(Dataset items)
▬▬▬▬▬▬▬▬▬▬

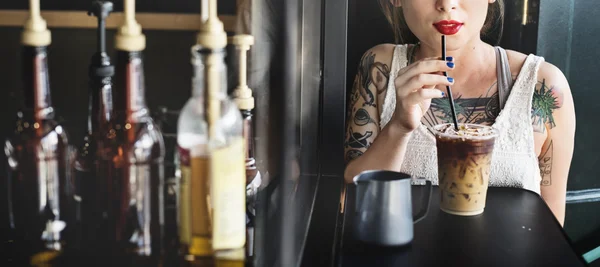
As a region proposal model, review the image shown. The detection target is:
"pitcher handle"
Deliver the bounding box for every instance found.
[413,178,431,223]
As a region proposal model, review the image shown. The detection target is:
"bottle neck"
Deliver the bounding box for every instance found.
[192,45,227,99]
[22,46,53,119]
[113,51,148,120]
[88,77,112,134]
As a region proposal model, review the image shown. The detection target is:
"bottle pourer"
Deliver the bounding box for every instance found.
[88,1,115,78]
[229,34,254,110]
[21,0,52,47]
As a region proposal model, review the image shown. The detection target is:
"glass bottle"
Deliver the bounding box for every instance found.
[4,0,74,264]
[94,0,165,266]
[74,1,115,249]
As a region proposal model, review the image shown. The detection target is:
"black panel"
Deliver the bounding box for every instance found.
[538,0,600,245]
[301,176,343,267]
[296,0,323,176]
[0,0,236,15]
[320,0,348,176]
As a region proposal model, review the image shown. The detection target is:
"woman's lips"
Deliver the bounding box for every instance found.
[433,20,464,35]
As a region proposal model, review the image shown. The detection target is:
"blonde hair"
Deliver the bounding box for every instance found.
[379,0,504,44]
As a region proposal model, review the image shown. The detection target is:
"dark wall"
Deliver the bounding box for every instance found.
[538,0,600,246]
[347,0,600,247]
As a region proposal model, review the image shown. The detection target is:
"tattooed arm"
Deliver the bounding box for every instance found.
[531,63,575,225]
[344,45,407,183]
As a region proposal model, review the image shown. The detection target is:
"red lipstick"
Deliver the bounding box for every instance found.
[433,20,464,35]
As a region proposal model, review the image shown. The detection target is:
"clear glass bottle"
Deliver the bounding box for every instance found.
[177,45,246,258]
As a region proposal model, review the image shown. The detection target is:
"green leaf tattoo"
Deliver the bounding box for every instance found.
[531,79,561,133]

▬▬▬▬▬▬▬▬▬▬

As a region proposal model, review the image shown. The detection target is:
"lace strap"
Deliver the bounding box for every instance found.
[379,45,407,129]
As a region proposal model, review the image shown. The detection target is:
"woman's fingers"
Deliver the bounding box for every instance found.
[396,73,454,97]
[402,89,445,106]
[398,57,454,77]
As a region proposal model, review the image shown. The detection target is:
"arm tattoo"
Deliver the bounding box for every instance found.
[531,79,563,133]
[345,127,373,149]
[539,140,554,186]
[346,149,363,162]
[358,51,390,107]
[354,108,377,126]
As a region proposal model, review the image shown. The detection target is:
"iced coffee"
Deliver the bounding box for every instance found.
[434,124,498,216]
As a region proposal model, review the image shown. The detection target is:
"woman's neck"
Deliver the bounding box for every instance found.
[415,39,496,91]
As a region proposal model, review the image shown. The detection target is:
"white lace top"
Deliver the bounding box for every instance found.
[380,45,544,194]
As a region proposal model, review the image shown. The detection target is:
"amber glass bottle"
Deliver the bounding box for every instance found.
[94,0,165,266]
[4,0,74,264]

▬▬▬▬▬▬▬▬▬▬

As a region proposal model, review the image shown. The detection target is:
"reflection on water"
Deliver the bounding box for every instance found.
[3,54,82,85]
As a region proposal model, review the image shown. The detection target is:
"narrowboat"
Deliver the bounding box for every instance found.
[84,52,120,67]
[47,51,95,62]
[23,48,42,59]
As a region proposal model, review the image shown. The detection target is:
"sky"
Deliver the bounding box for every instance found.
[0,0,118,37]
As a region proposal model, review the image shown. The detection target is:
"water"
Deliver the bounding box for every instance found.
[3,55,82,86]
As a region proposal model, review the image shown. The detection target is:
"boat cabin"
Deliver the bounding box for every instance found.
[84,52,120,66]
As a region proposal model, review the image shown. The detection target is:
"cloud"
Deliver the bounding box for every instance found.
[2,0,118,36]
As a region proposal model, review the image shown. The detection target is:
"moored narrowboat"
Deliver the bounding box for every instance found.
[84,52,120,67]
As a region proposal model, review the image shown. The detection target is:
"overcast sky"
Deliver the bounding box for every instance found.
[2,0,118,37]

▬▬▬▬▬▬▬▬▬▬

* **Required task**:
Count the lines above that contain the string "glass", treating uppercase and lowercase letters as distinct. State only the number.

* **Right answer**:
3